## What you are asked to do
In the entries below, find each line with the word "instance" and return it.

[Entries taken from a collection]
++++
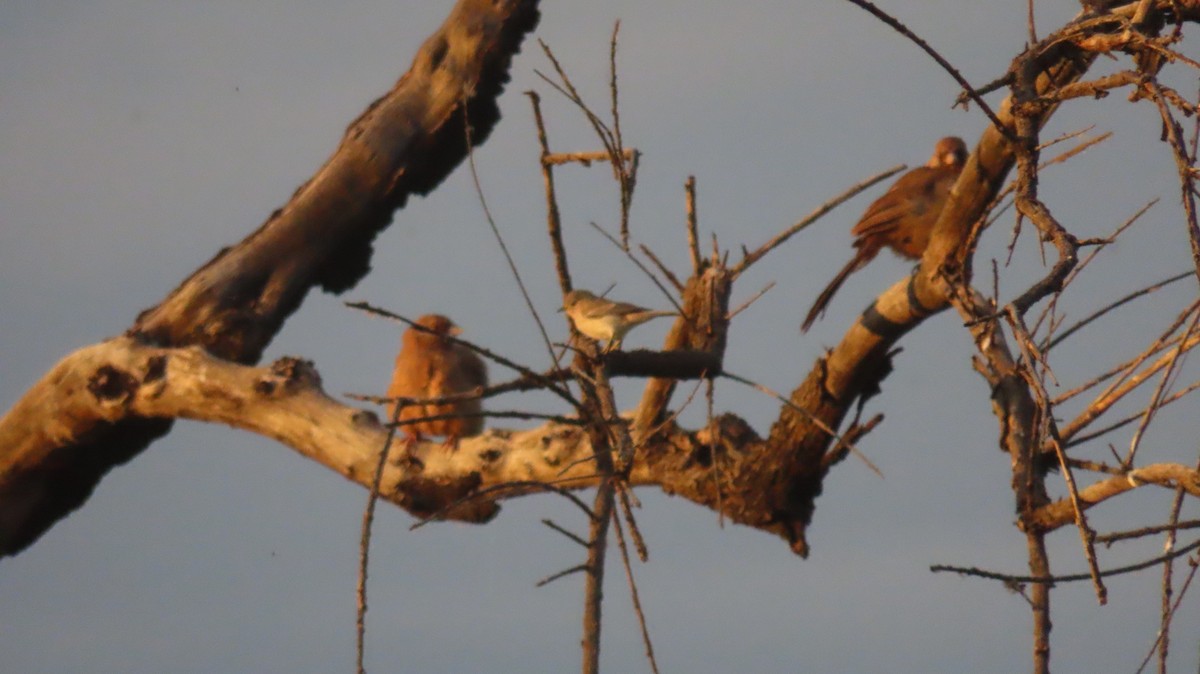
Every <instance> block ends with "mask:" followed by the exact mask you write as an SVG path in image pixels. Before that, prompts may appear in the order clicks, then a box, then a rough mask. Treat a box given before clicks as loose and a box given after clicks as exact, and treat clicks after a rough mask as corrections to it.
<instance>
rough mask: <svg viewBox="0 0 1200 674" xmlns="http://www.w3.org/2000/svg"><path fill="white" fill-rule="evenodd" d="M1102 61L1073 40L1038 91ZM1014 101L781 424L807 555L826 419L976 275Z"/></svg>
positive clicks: (829, 445) (808, 380)
mask: <svg viewBox="0 0 1200 674" xmlns="http://www.w3.org/2000/svg"><path fill="white" fill-rule="evenodd" d="M1092 59H1094V54H1085V53H1081V52H1080V50H1079V49H1075V48H1073V46H1072V44H1070V43H1069V42H1064V43H1063V44H1062V46H1061V47H1060V48H1058V49H1056V50H1055V52H1054V53H1050V54H1046V55H1044V58H1043V59H1042V60H1039V62H1038V65H1039V67H1040V68H1042V74H1040V76H1039V77H1038V79H1037V91H1038V94H1039V95H1045V94H1049V92H1051V91H1055V90H1057V88H1060V86H1062V85H1064V84H1068V83H1070V82H1074V80H1075V79H1078V78H1079V77H1081V76H1082V74H1084V73H1085V72H1086V71H1087V67H1088V66H1090V65H1091V62H1092ZM1012 107H1013V97H1012V96H1010V97H1008V98H1006V100H1004V101H1003V103H1002V104H1001V107H1000V109H998V110H997V118H998V120H1000V122H1001V124H1002V125H1003V126H1004V128H1003V130H1001V128H997V127H995V126H990V127H988V130H985V131H984V133H983V136H982V137H980V139H979V143H978V144H977V145H976V148H974V150H973V151H972V154H971V157H970V158H968V160H967V164H966V167H965V168H964V170H962V174H961V175H960V176H959V180H958V182H956V183H955V185H954V188H953V191H952V192H950V197H949V200H948V201H947V205H946V207H944V209H943V210H942V213H941V215H940V216H938V219H937V223H936V224H935V227H934V233H932V236H931V239H930V243H929V247H928V248H926V249H925V252H924V254H923V255H922V259H920V264H919V265H918V267H917V269H916V270H914V272H913V273H912V276H911V277H908V278H905V279H904V281H900V282H898V283H895V284H893V285H892V287H890V288H888V289H887V290H884V291H883V294H881V295H880V296H878V297H876V300H875V301H874V302H872V303H871V305H870V306H869V307H868V308H866V311H864V312H863V314H862V315H860V317H859V319H858V320H856V321H854V324H853V325H851V327H850V330H848V331H847V332H846V335H845V336H844V337H842V339H841V342H840V343H839V344H838V345H836V347H835V348H834V349H832V350H830V351H829V353H827V354H826V355H824V356H822V357H821V359H818V360H817V362H816V363H815V365H814V367H812V369H811V371H810V373H809V375H808V377H806V378H805V380H804V381H803V383H802V384H800V385H799V386H798V387H797V389H796V390H794V391H792V395H791V396H790V403H791V404H788V405H785V407H784V408H781V410H780V414H779V419H778V421H776V422H775V425H774V426H773V427H772V431H770V435H769V438H768V440H767V443H766V449H767V453H766V456H764V457H763V461H766V462H772V463H774V464H776V467H778V475H779V479H778V481H776V482H775V483H774V485H772V488H770V494H769V500H770V501H772V504H773V506H772V507H774V508H775V510H776V511H778V512H779V513H780V514H779V517H780V520H782V522H790V523H792V524H791V526H792V532H791V540H792V547H793V549H794V550H796V552H797V553H798V554H806V552H808V543H806V540H805V529H806V528H808V524H809V522H811V519H812V512H814V508H815V500H816V498H817V497H818V495H820V494H821V489H822V481H823V479H824V475H826V473H827V471H828V468H829V465H830V463H829V462H828V461H826V456H827V453H828V452H829V446H830V444H833V443H834V440H835V438H833V437H832V435H830V434H829V433H828V432H827V431H824V429H822V426H823V427H827V428H838V427H839V426H840V425H841V422H842V420H844V419H845V416H846V414H847V413H848V411H850V410H851V409H852V407H853V405H854V404H856V403H858V402H860V401H865V399H866V398H869V397H871V396H874V395H875V393H877V392H878V391H880V386H881V383H882V381H883V379H886V378H887V375H888V374H889V373H890V372H892V350H893V349H894V347H895V344H896V343H898V342H899V341H900V338H901V337H904V336H905V335H907V333H908V332H910V331H911V330H913V329H914V327H917V326H918V325H920V323H922V321H924V319H925V318H928V317H930V315H934V314H936V313H940V312H942V311H944V309H946V308H947V307H948V306H949V300H950V293H952V289H953V288H954V287H955V284H958V283H961V282H962V281H964V279H965V278H966V279H968V277H970V253H971V252H970V251H967V249H966V245H967V243H968V235H970V233H971V229H972V227H974V224H976V222H977V221H978V219H979V217H980V216H982V215H983V213H984V212H985V210H986V209H988V206H989V205H990V204H991V203H992V200H994V199H995V197H996V194H997V193H998V192H1000V191H1001V188H1003V186H1004V181H1006V179H1007V176H1008V174H1009V171H1010V170H1012V168H1013V164H1014V162H1015V151H1014V149H1013V146H1012V143H1010V140H1009V139H1008V136H1010V133H1012V130H1013V128H1014V127H1015V125H1014V114H1013V110H1012ZM1054 108H1055V104H1054V103H1048V104H1046V106H1045V108H1043V116H1042V118H1040V122H1043V124H1044V121H1045V119H1046V118H1048V116H1049V115H1050V113H1051V112H1052V110H1054Z"/></svg>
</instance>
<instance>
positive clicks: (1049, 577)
++++
## Task solution
Every <instance> block ends with "mask:" followed by the exact mask you write as an SVG path in image pixels. Before that, prompts may appear in the order clicks, then a box, then a rough mask. Treat a box given before clicks as loose and a box given after clicks as exact, and treat clicks after a rough mask as corrections to it.
<instance>
</instance>
<instance>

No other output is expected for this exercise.